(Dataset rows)

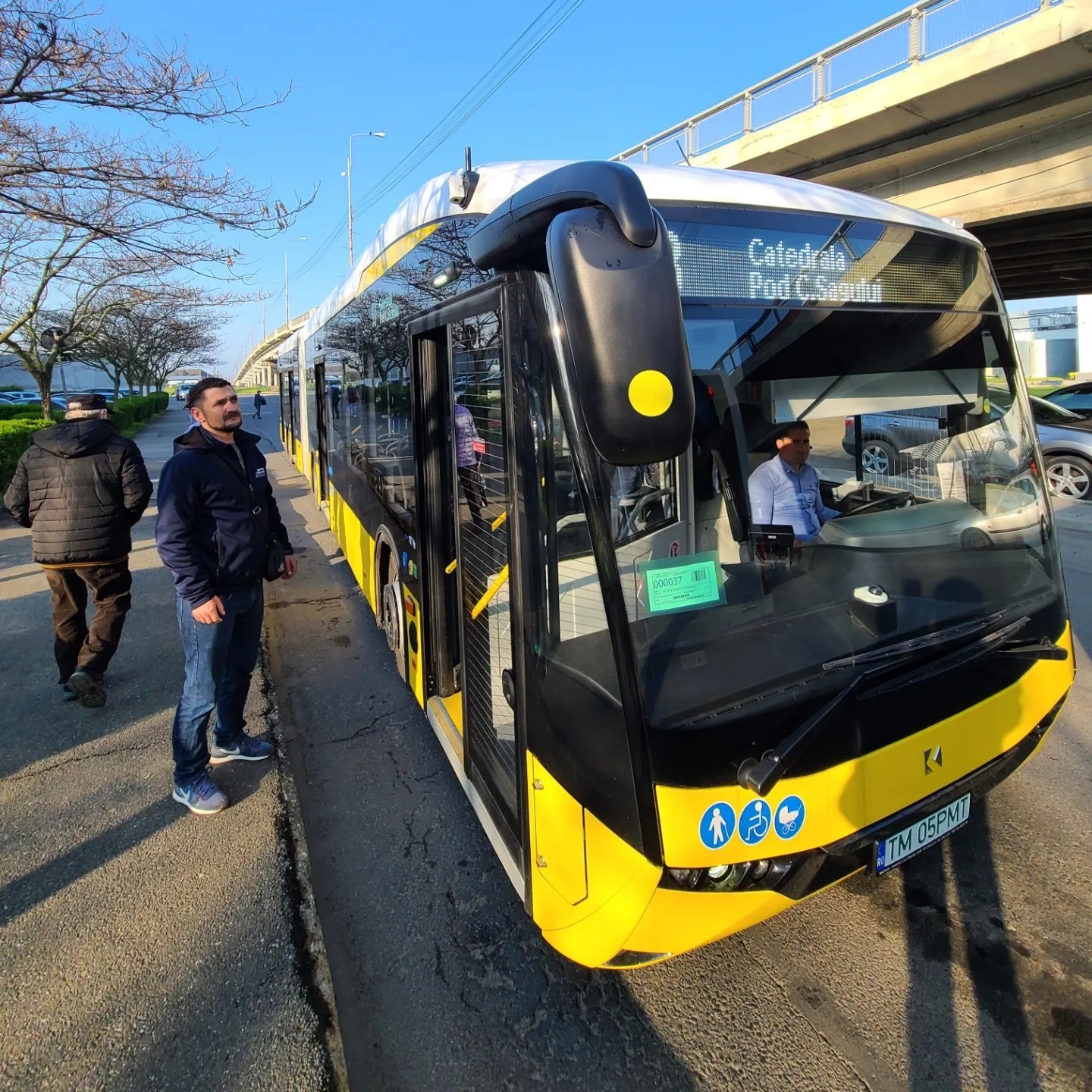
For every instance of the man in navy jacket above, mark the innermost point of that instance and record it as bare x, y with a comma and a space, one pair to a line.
215, 503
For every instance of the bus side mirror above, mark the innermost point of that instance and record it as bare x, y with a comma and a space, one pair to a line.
627, 355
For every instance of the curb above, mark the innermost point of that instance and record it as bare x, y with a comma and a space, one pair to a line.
312, 967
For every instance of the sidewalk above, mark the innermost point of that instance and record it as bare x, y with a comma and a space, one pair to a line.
140, 947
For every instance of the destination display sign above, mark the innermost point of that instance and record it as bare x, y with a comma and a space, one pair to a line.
821, 260
682, 583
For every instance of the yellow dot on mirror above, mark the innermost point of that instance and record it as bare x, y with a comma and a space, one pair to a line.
651, 394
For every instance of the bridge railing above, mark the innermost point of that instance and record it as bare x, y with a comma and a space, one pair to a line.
908, 37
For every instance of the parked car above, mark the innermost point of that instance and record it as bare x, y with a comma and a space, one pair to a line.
1065, 438
1076, 397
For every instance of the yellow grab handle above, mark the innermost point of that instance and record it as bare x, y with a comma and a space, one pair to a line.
496, 585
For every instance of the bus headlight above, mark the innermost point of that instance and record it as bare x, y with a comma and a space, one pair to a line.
727, 877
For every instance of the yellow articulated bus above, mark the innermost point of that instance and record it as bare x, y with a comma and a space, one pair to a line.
692, 662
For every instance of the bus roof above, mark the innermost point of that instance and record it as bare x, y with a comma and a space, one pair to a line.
688, 185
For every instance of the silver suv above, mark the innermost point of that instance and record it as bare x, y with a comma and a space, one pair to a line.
1066, 441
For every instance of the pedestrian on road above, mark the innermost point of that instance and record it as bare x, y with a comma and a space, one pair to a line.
220, 533
81, 487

▸ **WORK TO DO**
Please repeat the records word for word, from the line containing "For every instance of the pedestrian" through the end of the records, including both ends.

▸ **THE REPLY**
For every instance of the pedestrian on road above, mark the innermost point of that instance and record it as bare x, y with a comma and a space, one pair to a line.
220, 533
81, 487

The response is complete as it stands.